_Set task:_ Rewrite the material below as a numbered list, dropping any blank lines.
^^^^
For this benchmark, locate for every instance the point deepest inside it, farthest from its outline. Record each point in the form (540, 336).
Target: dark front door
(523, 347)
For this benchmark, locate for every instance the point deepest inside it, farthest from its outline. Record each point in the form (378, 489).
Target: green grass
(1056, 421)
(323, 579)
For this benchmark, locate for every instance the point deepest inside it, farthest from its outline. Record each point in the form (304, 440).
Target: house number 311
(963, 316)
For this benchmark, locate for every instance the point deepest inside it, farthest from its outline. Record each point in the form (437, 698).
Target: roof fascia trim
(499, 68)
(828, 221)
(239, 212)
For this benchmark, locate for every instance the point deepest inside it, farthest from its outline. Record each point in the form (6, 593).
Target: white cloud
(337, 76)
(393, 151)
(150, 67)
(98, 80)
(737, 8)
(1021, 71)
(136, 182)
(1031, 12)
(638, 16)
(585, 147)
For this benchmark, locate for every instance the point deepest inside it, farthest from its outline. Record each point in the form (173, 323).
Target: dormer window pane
^^^^
_Exercise result:_
1. For this benchmark, locate for every instance the point deepest inside it, farthest from its outline. Record each point in the form (540, 336).
2. Target: dark front door
3. (523, 347)
4. For this benchmark, locate for every instance the point deepest inside it, farthest from its outline. Record each point in the form (378, 489).
5. Target: green grass
6. (1056, 421)
7. (323, 579)
8. For this benchmark, locate for every instance the point deepest inside it, farthest from its outline. Record each point in the form (304, 440).
9. Target: house number 311
10. (963, 316)
11. For this benchmark, locate for every instance the point deepest inside it, farthest from its outline. Record each point in the form (437, 698).
12. Target: roof fascia trim
13. (499, 68)
14. (828, 221)
15. (239, 212)
16. For this benchmark, locate for every instance the point deepest inside it, farthest from its outline. Record each point in the form (6, 593).
17. Target: white cloud
18. (337, 76)
19. (393, 151)
20. (150, 67)
21. (98, 80)
22. (737, 8)
23. (1021, 71)
24. (136, 182)
25. (1031, 12)
26. (638, 16)
27. (585, 147)
28. For this benchmark, locate for every instance the point deepest inside it, farthest from its outline. Record each point in the form (173, 323).
29. Target: dormer window pane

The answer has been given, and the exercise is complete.